- [Given problem]
Restate every entry word for word.

— START Exercise input —

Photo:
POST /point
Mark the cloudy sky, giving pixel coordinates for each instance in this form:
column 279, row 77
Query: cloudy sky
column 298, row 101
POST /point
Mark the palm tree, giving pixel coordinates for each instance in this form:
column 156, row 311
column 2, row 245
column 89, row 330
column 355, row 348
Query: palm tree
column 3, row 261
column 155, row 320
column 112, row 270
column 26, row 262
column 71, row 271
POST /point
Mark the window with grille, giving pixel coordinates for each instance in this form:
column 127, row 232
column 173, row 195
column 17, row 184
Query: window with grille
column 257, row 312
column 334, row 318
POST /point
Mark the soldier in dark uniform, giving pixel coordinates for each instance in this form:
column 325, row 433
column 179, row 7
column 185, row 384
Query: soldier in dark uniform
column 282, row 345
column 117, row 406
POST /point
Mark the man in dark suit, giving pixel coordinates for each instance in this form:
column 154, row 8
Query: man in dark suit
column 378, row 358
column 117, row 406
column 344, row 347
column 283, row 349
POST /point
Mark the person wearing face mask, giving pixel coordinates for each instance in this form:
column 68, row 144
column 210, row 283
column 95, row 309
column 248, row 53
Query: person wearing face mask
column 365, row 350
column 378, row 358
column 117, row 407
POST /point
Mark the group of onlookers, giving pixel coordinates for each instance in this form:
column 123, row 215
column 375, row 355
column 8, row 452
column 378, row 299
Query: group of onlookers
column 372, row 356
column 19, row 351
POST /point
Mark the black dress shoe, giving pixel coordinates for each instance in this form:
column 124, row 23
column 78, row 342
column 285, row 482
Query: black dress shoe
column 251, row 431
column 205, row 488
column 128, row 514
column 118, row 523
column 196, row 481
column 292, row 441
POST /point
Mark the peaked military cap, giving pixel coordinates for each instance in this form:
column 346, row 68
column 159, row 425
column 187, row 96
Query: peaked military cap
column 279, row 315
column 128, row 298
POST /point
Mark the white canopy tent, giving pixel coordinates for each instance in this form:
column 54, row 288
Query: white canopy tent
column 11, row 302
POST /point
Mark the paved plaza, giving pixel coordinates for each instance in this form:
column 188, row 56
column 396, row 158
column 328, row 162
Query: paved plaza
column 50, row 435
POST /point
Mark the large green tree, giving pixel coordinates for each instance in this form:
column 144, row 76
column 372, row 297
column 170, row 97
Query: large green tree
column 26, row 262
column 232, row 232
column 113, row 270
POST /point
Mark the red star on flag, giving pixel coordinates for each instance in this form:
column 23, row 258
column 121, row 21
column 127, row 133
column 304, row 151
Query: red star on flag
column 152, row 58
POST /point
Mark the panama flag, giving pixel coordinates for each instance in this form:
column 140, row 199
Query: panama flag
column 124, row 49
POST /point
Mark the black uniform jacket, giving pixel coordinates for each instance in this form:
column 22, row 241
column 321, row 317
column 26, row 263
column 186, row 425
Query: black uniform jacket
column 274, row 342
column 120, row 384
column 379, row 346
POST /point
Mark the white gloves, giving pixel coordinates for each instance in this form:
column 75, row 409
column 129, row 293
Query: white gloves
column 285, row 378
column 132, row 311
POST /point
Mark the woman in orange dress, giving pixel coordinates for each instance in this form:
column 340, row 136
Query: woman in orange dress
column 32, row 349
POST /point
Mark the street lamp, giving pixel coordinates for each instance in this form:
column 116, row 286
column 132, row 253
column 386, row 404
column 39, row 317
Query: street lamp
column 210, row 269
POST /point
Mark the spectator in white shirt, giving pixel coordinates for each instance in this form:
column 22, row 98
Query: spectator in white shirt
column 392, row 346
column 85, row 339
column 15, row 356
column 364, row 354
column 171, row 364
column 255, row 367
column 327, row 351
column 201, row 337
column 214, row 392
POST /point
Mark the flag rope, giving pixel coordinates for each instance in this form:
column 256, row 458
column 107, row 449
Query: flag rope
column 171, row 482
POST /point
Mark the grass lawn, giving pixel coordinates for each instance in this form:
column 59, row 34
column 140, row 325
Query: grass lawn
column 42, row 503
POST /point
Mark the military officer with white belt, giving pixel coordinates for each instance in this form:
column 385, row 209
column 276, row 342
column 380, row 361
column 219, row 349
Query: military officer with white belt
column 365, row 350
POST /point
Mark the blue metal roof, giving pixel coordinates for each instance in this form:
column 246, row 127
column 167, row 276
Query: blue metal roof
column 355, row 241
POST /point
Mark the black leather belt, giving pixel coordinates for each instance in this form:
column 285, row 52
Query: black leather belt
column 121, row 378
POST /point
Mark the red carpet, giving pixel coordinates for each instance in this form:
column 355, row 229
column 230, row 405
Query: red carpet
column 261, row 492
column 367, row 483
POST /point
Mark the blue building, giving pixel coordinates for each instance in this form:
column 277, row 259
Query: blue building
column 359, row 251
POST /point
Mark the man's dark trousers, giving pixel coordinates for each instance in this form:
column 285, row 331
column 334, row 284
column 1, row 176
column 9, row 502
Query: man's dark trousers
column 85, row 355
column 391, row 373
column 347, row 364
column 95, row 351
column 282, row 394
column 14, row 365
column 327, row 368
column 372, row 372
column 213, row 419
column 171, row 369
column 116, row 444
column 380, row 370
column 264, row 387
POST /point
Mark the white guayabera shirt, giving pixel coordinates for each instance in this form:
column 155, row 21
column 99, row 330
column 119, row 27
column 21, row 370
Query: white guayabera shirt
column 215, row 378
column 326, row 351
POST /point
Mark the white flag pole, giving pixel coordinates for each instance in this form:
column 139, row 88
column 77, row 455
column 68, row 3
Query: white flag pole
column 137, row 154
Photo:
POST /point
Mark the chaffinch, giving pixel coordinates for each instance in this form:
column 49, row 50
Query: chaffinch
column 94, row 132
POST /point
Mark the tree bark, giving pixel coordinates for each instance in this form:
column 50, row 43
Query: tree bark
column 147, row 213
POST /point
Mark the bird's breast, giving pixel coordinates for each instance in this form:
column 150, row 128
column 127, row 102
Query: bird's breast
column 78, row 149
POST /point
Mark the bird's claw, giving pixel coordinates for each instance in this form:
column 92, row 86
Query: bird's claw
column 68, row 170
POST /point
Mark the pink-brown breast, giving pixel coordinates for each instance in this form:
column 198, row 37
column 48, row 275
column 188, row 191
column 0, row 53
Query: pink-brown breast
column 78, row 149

— END Exercise input —

- [Answer to this problem]
Photo:
POST /point
Mark the cloudy sky, giving pixel coordinates for each instance in this form:
column 279, row 77
Query: cloudy sky
column 298, row 101
POST /point
Mark the palm tree, giving pixel coordinates for each instance in this form:
column 156, row 311
column 2, row 245
column 89, row 330
column 355, row 348
Query: palm tree
column 3, row 261
column 155, row 320
column 112, row 270
column 26, row 262
column 71, row 271
POST /point
Mark the window with grille, giving pixel coordinates for each instance in this form:
column 127, row 232
column 173, row 195
column 17, row 184
Query: window with grille
column 257, row 312
column 334, row 318
POST /point
Mark the soldier in dark uniform, giving pixel coordinates for each instance in this form:
column 325, row 433
column 179, row 7
column 185, row 384
Query: soldier in dark uniform
column 282, row 345
column 117, row 406
POST /point
Mark the man in dark suit, giving pixel coordinates for each instance in this form:
column 154, row 8
Query: man in dark suit
column 378, row 358
column 117, row 406
column 344, row 347
column 283, row 349
POST /point
Mark the person wearing face mask, giving pixel coordinates for each instance in this form:
column 68, row 144
column 210, row 283
column 95, row 309
column 248, row 53
Query: person wearing face mask
column 365, row 350
column 378, row 358
column 117, row 407
POST /point
Mark the group of onlookers, giving pixel coordinates for each instance in this form:
column 123, row 215
column 375, row 355
column 8, row 452
column 378, row 299
Query: group of onlookers
column 372, row 356
column 19, row 351
POST /point
Mark the black dress shoe, giving pixel coordinates for each instance in this form:
column 124, row 23
column 78, row 342
column 285, row 482
Query: black dress shoe
column 251, row 431
column 205, row 488
column 128, row 514
column 118, row 523
column 196, row 481
column 292, row 441
POST /point
Mark the peaked military cap, giving pixel coordinates for each instance in this form:
column 346, row 68
column 159, row 425
column 187, row 96
Query: peaked military cap
column 279, row 315
column 128, row 298
POST /point
Mark the white canopy tent, giving pixel coordinates for each instance in this form:
column 54, row 288
Query: white canopy tent
column 11, row 302
POST /point
Mark the paved plaza, giving pixel coordinates for each instance in this form:
column 188, row 56
column 396, row 158
column 328, row 162
Query: paved plaza
column 50, row 435
POST /point
Mark the large green tree, giving pixel coordinates for each instance in this form:
column 144, row 76
column 372, row 297
column 170, row 97
Query: large green tree
column 26, row 262
column 232, row 232
column 113, row 270
POST /point
Mark the red star on flag, giving pixel coordinates for each instance in this form:
column 23, row 258
column 121, row 21
column 127, row 133
column 304, row 151
Query: red star on flag
column 152, row 58
POST /point
Mark the panama flag, giving pixel coordinates for each instance in this form:
column 140, row 199
Query: panama flag
column 124, row 49
POST /point
Mark the black uniform jacket, giving pixel coordinates for each instance in this form:
column 22, row 241
column 321, row 317
column 26, row 263
column 186, row 425
Query: black uniform jacket
column 274, row 342
column 120, row 384
column 379, row 346
POST /point
Mark the white gloves, giving pixel coordinates for each instance in this form:
column 75, row 409
column 129, row 293
Query: white gloves
column 285, row 378
column 132, row 311
POST /point
Mark the woman in orange dress, giving pixel coordinates for each instance in this form:
column 340, row 136
Query: woman in orange dress
column 32, row 349
POST /point
Mark the street lamp, giving pixel coordinates for each instance in this form:
column 116, row 286
column 132, row 253
column 386, row 404
column 39, row 317
Query: street lamp
column 210, row 269
POST /point
Mark the spectator in white shirt, giving pixel coordinates for each instance in this form:
column 22, row 98
Query: spectator in white shirt
column 392, row 346
column 85, row 339
column 15, row 356
column 364, row 354
column 171, row 364
column 255, row 367
column 327, row 351
column 201, row 337
column 214, row 392
POST /point
Mark the flag rope, giving pixel coordinates for each instance in this form:
column 256, row 458
column 107, row 449
Query: flag rope
column 171, row 482
POST /point
Mark the grass lawn, giving pixel coordinates for each instance in this form:
column 59, row 34
column 140, row 325
Query: grass lawn
column 42, row 503
POST /point
Mark the military officer with white belt, giving pixel coordinates for each instance in this form:
column 385, row 209
column 276, row 342
column 380, row 361
column 219, row 349
Query: military officer with white belt
column 365, row 350
POST /point
Mark the blue metal roof, giving pixel coordinates for each instance in this form:
column 246, row 127
column 167, row 276
Query: blue metal roof
column 355, row 241
POST /point
Mark the black leather belt, giving pixel coordinates for each instance in this form:
column 285, row 52
Query: black leather belt
column 121, row 378
POST /point
Mark the red carpet, giving pixel coordinates for each instance in this form:
column 355, row 229
column 230, row 405
Query: red carpet
column 261, row 492
column 367, row 483
POST /point
Mark the blue building, giving pixel coordinates for each instance in this form:
column 277, row 259
Query: blue building
column 359, row 251
POST /point
Mark the man's dark trousers, giving pixel coordinates for each instance in this form:
column 285, row 331
column 334, row 284
column 1, row 176
column 9, row 502
Query: man's dark trousers
column 85, row 355
column 391, row 373
column 347, row 364
column 95, row 351
column 282, row 394
column 14, row 365
column 327, row 368
column 372, row 372
column 213, row 419
column 171, row 369
column 116, row 444
column 380, row 370
column 264, row 387
POST /point
Mark the white guayabera shirt, giving pixel coordinates for each instance in this form:
column 155, row 21
column 99, row 330
column 119, row 27
column 21, row 370
Query: white guayabera shirt
column 215, row 378
column 326, row 351
POST /point
Mark the white flag pole, giving pixel coordinates for each instance in this form:
column 139, row 88
column 77, row 455
column 68, row 3
Query: white flag pole
column 137, row 154
Photo:
POST /point
Mark the chaffinch, giving pixel coordinates for each instance in this form:
column 49, row 50
Query: chaffinch
column 94, row 132
POST /point
Mark the tree bark, giving pixel coordinates for each instance in this form:
column 50, row 43
Query: tree bark
column 147, row 213
POST /point
Mark the bird's breast, giving pixel coordinates for each instance in this form:
column 150, row 128
column 127, row 102
Query: bird's breast
column 78, row 149
POST /point
Mark the bird's claw, giving pixel coordinates for each instance in this form:
column 92, row 86
Query: bird's claw
column 68, row 170
POST /point
Mark the pink-brown breast, giving pixel coordinates for each instance in this form:
column 198, row 37
column 48, row 275
column 188, row 191
column 0, row 53
Query: pink-brown breast
column 78, row 149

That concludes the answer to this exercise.